## Document section
* * *
In “Fresh Prince,” Avery played Philip Banks, the uncle of Smith’s character. Banks is a successful lawyer with whom his nephew is sent to live because of crime in his native Philadelphia neighborhood.

During the show’s first year, The Washington Post’s Donna Britt wrote that the cast of “Fresh Prince” managed a genuine portrayal of African-American experience:

In his music and in the flesh, Smith’s buoyant, seemingly effortless niceness--plus his lack of the rage that makes other rappers and their music so threatening--make him the perfect TV rap object. Television execs must have seen Smith as a godsend--the ideal guy to bring a whiff of rap to TV without offending anybody.

Not surprisingly, the resulting show isn’t entirely fresh. Its story--about a Philadelphia street kid who is sent to live with his rich uncle’s family in Ronald Reagan’s stomping grounds--is reminiscent of the poor-black-kid-gets-rich-digs tradition set by “Diff’rent Strokes.”
* * *
Stored records:
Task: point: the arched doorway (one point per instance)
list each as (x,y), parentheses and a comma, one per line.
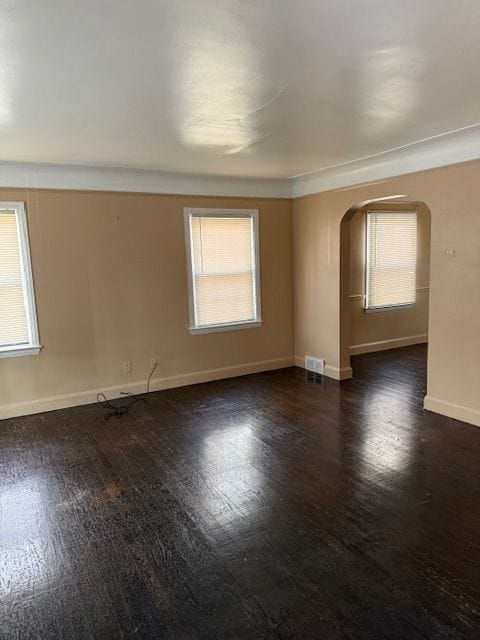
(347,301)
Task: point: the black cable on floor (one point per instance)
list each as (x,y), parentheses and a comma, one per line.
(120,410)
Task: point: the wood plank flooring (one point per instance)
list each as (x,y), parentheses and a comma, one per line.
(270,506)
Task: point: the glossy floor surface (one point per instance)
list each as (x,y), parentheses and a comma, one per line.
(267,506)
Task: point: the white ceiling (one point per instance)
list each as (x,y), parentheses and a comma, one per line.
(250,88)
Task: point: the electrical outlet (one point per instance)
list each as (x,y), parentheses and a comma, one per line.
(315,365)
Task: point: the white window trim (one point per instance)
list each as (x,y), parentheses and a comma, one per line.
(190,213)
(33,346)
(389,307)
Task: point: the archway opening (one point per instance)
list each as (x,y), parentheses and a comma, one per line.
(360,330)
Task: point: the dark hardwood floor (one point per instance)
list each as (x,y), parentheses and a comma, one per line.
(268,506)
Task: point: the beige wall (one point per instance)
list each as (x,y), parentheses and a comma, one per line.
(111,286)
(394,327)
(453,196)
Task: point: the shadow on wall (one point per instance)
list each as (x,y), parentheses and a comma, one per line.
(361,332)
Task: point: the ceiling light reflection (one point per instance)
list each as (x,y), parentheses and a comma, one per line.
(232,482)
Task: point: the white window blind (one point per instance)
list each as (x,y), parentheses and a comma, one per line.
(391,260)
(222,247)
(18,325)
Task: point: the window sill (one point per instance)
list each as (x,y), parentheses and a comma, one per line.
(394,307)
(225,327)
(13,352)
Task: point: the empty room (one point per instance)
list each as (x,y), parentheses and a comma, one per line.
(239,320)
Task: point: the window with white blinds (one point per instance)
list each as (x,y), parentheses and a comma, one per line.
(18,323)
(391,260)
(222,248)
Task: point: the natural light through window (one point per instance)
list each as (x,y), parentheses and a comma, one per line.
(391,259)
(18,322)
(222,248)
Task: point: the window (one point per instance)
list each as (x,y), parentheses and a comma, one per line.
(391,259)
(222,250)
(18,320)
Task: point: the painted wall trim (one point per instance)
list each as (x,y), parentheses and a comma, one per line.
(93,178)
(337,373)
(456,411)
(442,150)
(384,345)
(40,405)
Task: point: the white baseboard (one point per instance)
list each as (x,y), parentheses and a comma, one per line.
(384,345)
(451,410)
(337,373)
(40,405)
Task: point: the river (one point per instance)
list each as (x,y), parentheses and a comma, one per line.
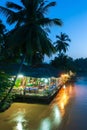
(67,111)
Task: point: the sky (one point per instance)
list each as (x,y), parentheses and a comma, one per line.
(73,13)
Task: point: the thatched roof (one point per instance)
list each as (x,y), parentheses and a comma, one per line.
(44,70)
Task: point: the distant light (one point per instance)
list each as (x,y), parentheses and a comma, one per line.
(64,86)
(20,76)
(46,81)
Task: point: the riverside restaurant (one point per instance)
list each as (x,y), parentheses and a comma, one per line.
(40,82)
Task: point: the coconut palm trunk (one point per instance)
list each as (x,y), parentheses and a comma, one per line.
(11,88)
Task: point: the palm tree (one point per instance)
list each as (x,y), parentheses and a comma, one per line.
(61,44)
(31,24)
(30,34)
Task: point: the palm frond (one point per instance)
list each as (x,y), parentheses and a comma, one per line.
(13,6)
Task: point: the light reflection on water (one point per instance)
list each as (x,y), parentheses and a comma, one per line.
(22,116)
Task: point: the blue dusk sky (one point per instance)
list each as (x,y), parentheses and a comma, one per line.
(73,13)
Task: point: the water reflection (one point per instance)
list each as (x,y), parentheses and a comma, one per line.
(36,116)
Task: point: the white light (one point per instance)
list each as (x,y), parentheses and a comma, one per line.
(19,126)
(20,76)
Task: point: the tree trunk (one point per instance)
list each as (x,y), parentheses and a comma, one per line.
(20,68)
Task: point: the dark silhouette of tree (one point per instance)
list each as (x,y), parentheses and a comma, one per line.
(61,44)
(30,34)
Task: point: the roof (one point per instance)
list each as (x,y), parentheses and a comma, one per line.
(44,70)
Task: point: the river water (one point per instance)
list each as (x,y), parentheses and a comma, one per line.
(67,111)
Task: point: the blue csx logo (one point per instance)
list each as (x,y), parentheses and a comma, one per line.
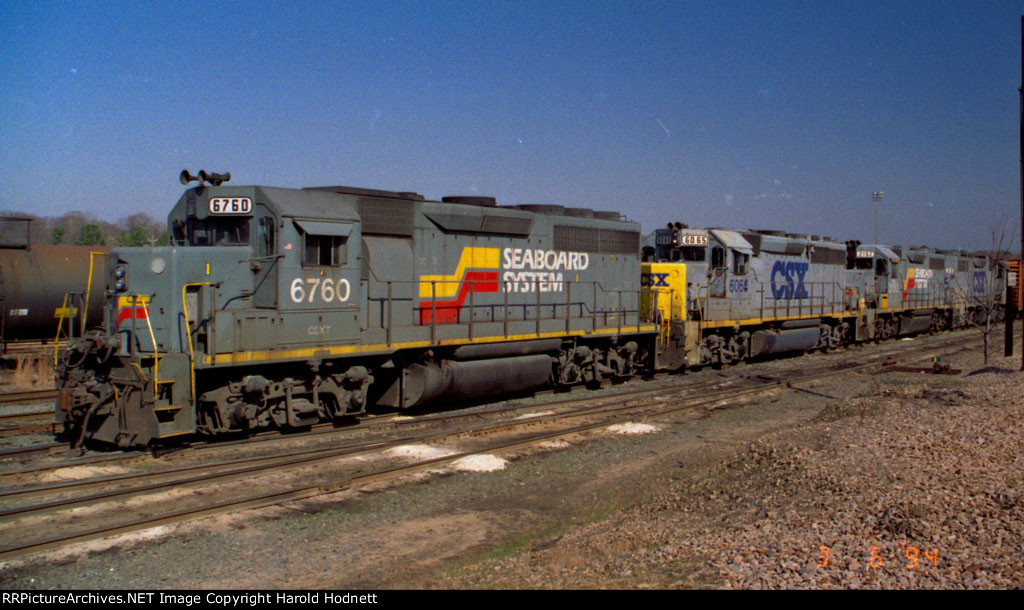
* * *
## Your tasks
1. In the stored records, update everything from the line containing "Task: point: the river water" down to the end of the records by putting "lake water" in place of "river water" and keeping all else unchanged. Leave the pictures out of your answer.
2. Extend the passage on "Fresh Prince" beyond its last sentence.

## The answers
1.
Task: point: the lake water (one point per instance)
list each as (x,y), parentheses and a comma, one per line.
(67,111)
Task: point: the blue csx logo (one point per instance)
list each as (x,y), parentheses and a comma, one per line.

2.
But in its pilot, at least, the clever “Fresh” offers moments of authenticity absent from many sitcoms purporting to portray African American life. Like when the stiff, rich uncle--who initially seems to be TV’s classic wannabe-white guy-reveals his revolutionary roots. Certain standard-but-false TV “blackisms”--calling folks “sucker” or “jive turkey,” constantly giving the high-five or the angry black female head-bob--are entirely absent.

Avery also appeared in “Grey’s Anatomy,” “NYPD Blue,” “Dallas,” and “That ’70s Show,” as well as in many films. He was also a prolific voice actor and read Shredder’s lines in “Teenage Mutant Ninja Turtles.”

Avery was born in Virginia and raised in Atlantic City, and served in the Navy during the Vietnam War. He is survived by his mother, Florence J. Avery, and his wife, Barbara.

Max Ehrenfreund writes for Wonkblog and compiles Wonkbook, a daily policy newsletter. You can subscribe here. Before joining The Washington Post, Ehrenfreund wrote for the Washington Monthly and The Sacramento Bee.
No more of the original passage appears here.